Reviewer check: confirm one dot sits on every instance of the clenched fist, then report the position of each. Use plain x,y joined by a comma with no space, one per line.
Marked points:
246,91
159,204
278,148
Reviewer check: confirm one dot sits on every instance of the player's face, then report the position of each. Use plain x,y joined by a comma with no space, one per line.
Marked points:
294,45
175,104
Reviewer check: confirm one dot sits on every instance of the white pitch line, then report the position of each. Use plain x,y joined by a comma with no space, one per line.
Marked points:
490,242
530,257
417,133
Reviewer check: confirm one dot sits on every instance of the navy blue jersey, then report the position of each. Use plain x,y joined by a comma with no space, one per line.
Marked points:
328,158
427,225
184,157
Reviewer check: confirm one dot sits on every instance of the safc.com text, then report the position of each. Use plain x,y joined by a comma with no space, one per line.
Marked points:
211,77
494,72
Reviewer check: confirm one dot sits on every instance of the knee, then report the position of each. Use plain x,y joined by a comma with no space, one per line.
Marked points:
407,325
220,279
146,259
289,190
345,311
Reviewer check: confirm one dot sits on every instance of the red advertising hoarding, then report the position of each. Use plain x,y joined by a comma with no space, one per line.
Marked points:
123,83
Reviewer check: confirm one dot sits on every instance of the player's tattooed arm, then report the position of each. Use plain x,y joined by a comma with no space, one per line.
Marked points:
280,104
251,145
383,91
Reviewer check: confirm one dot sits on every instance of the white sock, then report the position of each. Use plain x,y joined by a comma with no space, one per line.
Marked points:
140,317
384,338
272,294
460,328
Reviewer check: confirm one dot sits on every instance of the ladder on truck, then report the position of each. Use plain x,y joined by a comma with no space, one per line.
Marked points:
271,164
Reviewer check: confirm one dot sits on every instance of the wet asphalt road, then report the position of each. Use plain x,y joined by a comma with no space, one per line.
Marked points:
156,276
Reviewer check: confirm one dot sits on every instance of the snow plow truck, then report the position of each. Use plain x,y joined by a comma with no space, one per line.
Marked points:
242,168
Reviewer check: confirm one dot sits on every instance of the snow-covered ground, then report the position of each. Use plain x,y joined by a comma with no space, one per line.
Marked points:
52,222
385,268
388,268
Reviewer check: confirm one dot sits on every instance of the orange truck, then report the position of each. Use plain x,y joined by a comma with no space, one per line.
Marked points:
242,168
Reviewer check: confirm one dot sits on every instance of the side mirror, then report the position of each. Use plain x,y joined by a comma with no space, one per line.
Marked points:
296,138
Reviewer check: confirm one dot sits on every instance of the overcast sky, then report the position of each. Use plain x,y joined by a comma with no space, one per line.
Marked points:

****************

Required work → Render every line of the records above as a numbered list, omitting any blank lines.

The result →
1. Reviewer check: confirm one dot sits on every instance of the clenched fist, then report the position of each. Use plain x,y joined by a comma with no space, one per line.
2. Marked points:
3. 246,91
4. 159,204
5. 278,148
6. Reviewer check: confirm one dot sits on every instance of the player's face, then report the position of each. Use plain x,y joined by a comma with no space, one per line.
7. Marked points:
8. 294,45
9. 175,104
10. Reviewer check: confirm one dot sits on every instance of the white pitch line, then report the position of each. Use plain x,y joined by a comma with no space, one per line.
11. Marked points:
12. 490,242
13. 530,257
14. 417,133
15. Reviewer check: confirm one dot sits on every instance of the navy blue jersey, then report the position of each. Use plain x,y joined by a comma with no space, one per line.
16. Marked points:
17. 328,158
18. 427,225
19. 184,157
20. Reviewer check: confirm one dot sits on every instance of the safc.com text, then report the position of each. Use plain x,y joined by a comma with no space, one per line.
21. Marked points:
22. 211,77
23. 494,72
24. Reviewer check: confirm one dot sits on every instance of the knee, then report the position of each. Use plain x,y joined by a comma with no space, one per line.
25. Marked points:
26. 407,325
27. 220,279
28. 146,259
29. 289,190
30. 345,311
31. Reviewer check: confirm one dot sits on every instance of the red advertising hoarding, then report the position of each. Use plain x,y joined by a comma with no space, one per line.
32. Marked points:
33. 123,83
34. Reviewer check: confirm one dot sits on every instance of the player's tattooed arm, then report the position of each. Use plain x,y joined by a comma with no space, one per line.
35. Marked points:
36. 280,104
37. 251,145
38. 383,91
39. Reviewer check: confirm one dot sits on every instance of the white sock, then report the position of each. Use plain x,y joined by a comma with no space, one per line.
40. Marked points:
41. 140,317
42. 384,338
43. 272,294
44. 460,328
45. Reviewer check: confirm one dot sits on every instance of the ladder on truck, then report the position of each. Use plain x,y joined by a comma with no space, one per line.
46. Marked points:
47. 271,164
48. Reviewer check: confirm one dot sits on every instance of the wet asphalt road, then report the position of each. Use plain x,y joined by a comma with no space, one per line.
49. Marked points:
50. 156,276
51. Reviewer check: confirm one dot sits on every instance of the snow plow truck, then report the position of each. Use plain x,y joined by a comma with no space, one per line.
52. Marked points:
53. 242,168
54. Reviewer check: confirm one dot sits on every instance of the snow-covered ground, then report the position of each. Use plain x,y joined by a comma with no space, one per line.
55. Marked points:
56. 52,222
57. 385,268
58. 388,268
59. Reviewer check: confirm one dot sits on every instance of the orange truck, then report the position of each. Use plain x,y joined by a comma with no space, one per line.
60. Marked points:
61. 242,168
62. Reviewer check: confirm one dot sits on every instance of the side mirror, then report the position of each. Use plain x,y joined by a comma with no space, one per line.
63. Marked points:
64. 296,138
65. Reviewer check: confirm one dot sits on every instance of the overcast sky, then report the position of each. Use plain x,y joined by a comma with no space, one per line.
66. Marked points:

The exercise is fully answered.